--- Goal ---
Render the lines of the data below as a Markdown table with the columns Row and Line, giving each line a row number, starting with the line containing "If any asphalt" and continuing through the line containing "[0,0,952,1269]". Include both of those lines, and omit blank lines and the picture.

--- Supplied entries ---
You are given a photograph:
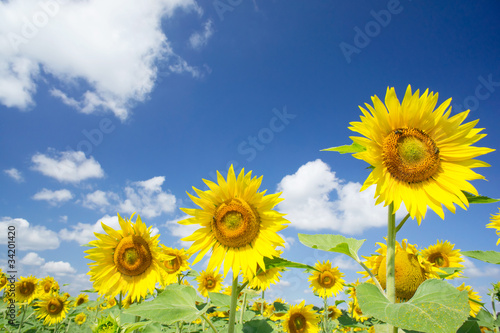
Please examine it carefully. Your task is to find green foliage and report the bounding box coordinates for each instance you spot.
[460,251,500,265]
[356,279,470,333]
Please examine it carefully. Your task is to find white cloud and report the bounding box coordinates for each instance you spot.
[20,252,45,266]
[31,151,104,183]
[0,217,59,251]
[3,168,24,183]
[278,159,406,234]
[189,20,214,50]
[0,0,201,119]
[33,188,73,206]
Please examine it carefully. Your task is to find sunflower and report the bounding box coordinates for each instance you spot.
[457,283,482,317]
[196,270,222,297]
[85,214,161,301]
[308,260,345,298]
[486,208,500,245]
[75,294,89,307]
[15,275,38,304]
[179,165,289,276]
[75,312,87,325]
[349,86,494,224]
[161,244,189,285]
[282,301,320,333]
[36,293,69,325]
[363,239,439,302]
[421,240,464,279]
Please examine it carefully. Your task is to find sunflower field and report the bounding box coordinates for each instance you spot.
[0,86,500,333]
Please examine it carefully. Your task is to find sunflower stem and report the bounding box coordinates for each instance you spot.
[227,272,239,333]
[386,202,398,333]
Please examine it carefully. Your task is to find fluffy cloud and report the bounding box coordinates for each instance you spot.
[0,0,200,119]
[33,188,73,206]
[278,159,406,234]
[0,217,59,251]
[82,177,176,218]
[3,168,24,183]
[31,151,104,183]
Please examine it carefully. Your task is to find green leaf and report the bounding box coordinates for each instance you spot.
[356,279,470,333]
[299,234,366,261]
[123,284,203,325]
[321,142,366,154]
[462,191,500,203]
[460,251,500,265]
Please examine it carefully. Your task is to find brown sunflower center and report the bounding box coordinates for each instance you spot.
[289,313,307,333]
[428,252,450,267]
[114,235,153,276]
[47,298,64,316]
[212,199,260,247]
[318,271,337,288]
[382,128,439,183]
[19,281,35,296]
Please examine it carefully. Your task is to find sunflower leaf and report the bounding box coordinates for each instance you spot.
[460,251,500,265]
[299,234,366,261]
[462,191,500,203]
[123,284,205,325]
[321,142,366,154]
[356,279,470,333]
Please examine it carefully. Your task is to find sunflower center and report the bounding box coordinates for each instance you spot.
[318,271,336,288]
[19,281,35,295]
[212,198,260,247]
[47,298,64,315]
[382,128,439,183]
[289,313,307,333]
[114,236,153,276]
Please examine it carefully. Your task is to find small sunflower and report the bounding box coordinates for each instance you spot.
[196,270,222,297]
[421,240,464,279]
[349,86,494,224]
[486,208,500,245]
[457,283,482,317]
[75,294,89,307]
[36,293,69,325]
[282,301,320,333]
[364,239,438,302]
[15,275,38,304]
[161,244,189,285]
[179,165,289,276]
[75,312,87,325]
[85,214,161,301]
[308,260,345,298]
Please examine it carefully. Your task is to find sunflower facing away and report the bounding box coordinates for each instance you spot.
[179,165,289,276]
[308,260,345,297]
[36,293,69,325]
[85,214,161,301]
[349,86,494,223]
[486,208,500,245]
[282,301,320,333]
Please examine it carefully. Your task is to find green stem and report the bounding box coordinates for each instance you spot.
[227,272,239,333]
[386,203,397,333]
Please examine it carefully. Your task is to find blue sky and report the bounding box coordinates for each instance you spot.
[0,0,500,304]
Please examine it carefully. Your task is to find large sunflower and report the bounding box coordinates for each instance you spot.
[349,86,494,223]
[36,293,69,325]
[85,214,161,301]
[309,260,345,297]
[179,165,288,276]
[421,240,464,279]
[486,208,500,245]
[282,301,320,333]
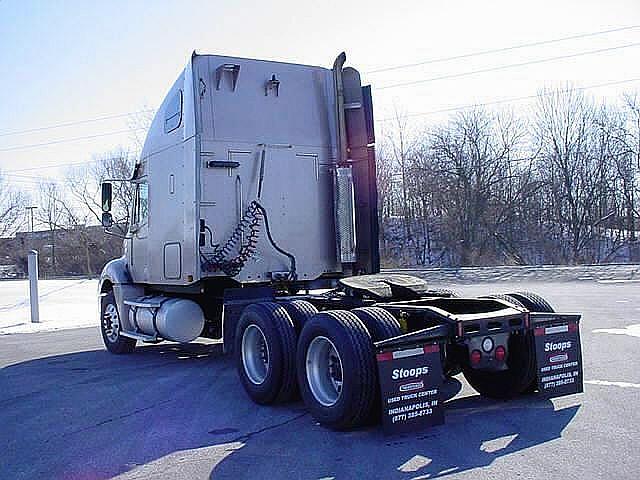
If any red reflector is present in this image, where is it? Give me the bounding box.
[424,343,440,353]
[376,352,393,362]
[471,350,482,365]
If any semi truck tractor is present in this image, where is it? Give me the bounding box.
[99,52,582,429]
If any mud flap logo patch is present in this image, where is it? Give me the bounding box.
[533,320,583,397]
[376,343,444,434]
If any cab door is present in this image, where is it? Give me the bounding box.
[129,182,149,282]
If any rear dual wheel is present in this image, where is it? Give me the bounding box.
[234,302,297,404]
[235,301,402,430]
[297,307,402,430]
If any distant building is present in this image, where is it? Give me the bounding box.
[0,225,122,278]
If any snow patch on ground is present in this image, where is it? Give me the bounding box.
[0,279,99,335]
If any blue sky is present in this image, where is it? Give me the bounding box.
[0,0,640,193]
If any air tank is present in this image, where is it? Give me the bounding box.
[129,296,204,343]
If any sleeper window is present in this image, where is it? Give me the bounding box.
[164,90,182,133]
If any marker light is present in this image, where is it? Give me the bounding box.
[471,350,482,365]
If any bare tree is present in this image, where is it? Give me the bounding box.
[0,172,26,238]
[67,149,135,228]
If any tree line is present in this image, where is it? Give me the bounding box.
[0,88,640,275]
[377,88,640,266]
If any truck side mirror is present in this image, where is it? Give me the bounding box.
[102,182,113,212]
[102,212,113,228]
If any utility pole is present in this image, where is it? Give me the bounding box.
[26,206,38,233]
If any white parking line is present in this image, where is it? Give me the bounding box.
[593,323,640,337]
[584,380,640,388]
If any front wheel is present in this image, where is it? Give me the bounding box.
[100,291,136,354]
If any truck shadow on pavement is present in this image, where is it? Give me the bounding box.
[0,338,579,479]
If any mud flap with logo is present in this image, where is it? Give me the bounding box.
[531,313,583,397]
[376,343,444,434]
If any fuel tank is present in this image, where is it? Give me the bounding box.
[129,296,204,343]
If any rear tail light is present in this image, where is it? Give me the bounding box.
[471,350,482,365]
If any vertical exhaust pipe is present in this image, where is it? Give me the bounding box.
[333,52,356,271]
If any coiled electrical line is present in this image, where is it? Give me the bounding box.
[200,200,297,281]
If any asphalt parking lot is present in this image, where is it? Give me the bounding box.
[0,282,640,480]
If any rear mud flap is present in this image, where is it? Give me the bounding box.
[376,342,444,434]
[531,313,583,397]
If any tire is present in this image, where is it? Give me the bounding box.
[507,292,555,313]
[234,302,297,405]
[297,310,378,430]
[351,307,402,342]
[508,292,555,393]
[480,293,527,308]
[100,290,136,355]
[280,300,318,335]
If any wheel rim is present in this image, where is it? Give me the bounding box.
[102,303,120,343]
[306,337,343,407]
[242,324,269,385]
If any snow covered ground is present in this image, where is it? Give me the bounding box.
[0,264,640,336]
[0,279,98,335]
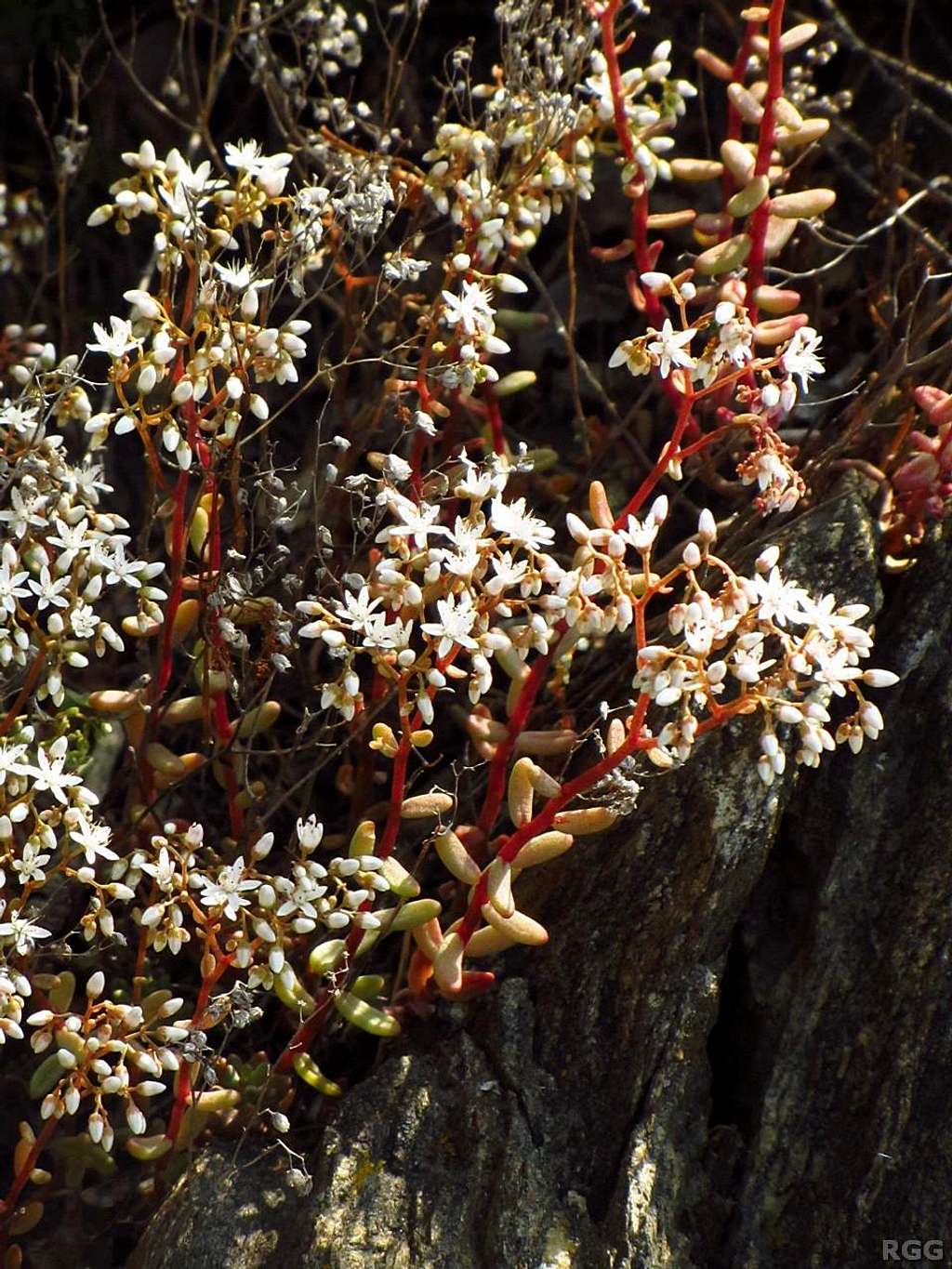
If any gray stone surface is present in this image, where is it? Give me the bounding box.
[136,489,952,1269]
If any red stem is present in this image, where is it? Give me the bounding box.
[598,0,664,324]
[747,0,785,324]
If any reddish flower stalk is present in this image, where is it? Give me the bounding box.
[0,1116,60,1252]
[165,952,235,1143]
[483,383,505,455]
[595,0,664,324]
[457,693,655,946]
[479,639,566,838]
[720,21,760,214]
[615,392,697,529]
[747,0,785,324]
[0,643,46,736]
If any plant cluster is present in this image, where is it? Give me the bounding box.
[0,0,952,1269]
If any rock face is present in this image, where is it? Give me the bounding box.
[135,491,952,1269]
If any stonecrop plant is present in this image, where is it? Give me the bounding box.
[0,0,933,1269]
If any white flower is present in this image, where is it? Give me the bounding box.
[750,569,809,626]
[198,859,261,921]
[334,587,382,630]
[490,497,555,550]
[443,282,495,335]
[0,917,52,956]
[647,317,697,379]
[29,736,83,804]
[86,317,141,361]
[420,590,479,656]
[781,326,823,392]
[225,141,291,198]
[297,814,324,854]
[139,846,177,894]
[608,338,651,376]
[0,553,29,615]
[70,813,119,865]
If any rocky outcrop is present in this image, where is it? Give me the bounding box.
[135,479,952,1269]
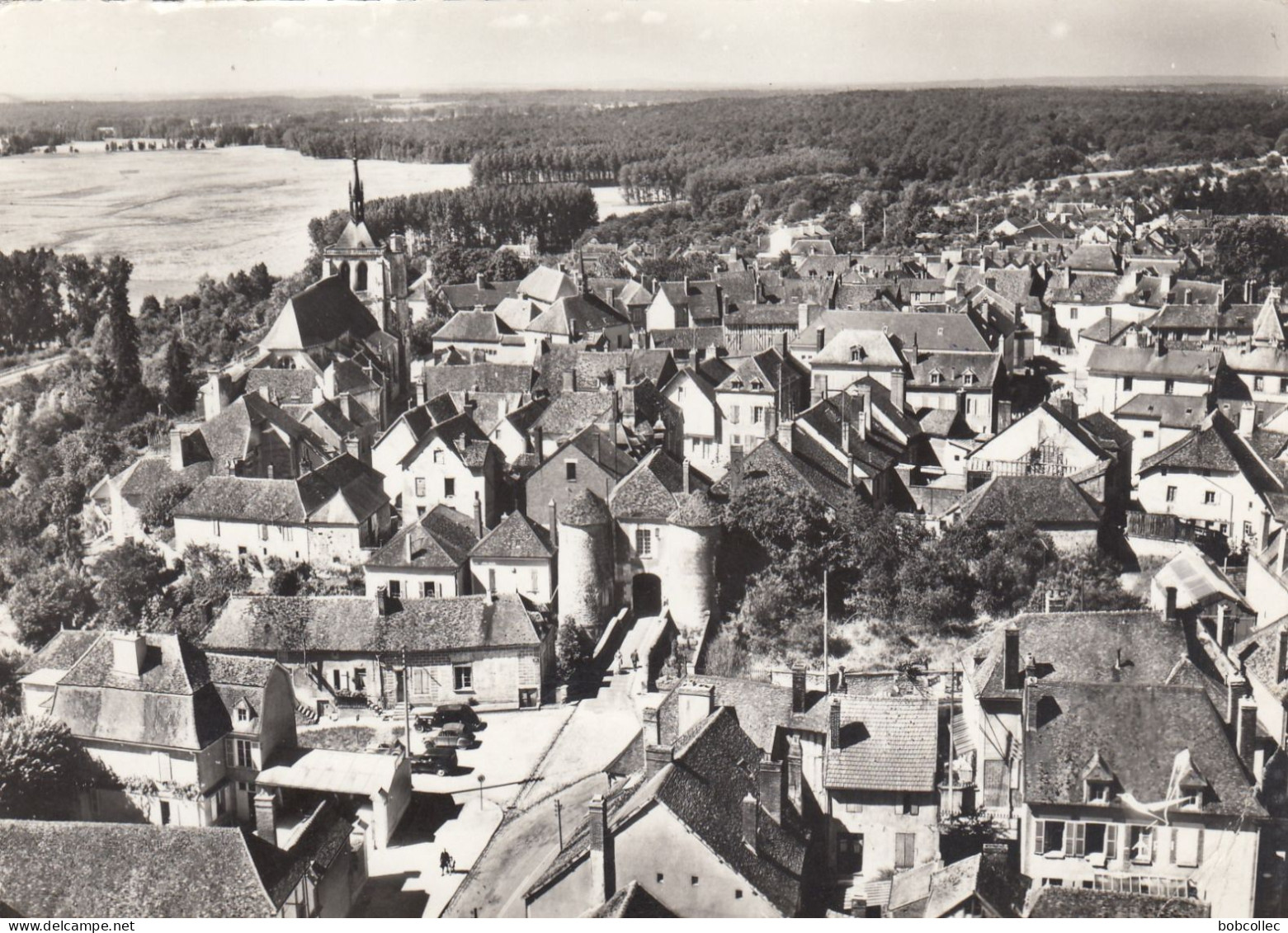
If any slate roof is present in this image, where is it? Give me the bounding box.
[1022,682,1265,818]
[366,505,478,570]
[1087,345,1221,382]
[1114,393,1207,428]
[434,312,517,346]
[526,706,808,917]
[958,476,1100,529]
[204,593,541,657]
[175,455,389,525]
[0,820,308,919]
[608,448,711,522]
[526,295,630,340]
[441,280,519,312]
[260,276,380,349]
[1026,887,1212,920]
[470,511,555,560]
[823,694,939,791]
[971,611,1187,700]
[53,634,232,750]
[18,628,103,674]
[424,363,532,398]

--- Written response ---
| Row | Line |
|---|---|
| 1 | If any asphalt parking lot is present in this image, where is it? Give me the bounding box. |
| 2 | [0,282,640,480] |
| 3 | If any rear mud flap is present in this image, where is it? Give me the bounding box. |
| 4 | [376,342,444,434] |
| 5 | [531,313,583,397] |
| 6 | If any tire is present in this image, where is it? Give me the bounding box. |
| 7 | [507,292,555,313] |
| 8 | [234,302,297,405] |
| 9 | [297,310,378,430] |
| 10 | [351,307,402,342] |
| 11 | [508,292,555,393] |
| 12 | [480,293,527,308] |
| 13 | [100,290,136,355] |
| 14 | [280,300,318,335] |
| 15 | If any wheel rim is present in this image, where is it? Give me the bounding box. |
| 16 | [102,303,120,343] |
| 17 | [306,337,343,407] |
| 18 | [242,324,269,385] |
| 19 | If any snow covered ground is present in this image, where is it? Give me the bounding box. |
| 20 | [0,264,640,336] |
| 21 | [0,279,98,335] |
| 22 | If any gray stone surface is present in this image, where is it? Give me the bounding box. |
| 23 | [136,489,952,1269] |
| 24 | If any red stem is present in this image, where is it? Give me the bounding box. |
| 25 | [598,0,664,324] |
| 26 | [747,0,785,324] |
| 27 | If any reddish flower stalk is present in this image, where is it? Give me the bounding box. |
| 28 | [0,1116,60,1252] |
| 29 | [165,952,235,1143] |
| 30 | [483,383,505,455] |
| 31 | [595,0,664,324] |
| 32 | [457,693,655,946] |
| 33 | [479,639,566,838] |
| 34 | [720,21,760,214] |
| 35 | [615,392,697,529] |
| 36 | [747,0,785,324] |
| 37 | [0,643,46,736] |
| 38 | If any plant cluster is present in this image, where is it? Give me the bounding box. |
| 39 | [0,0,952,1269] |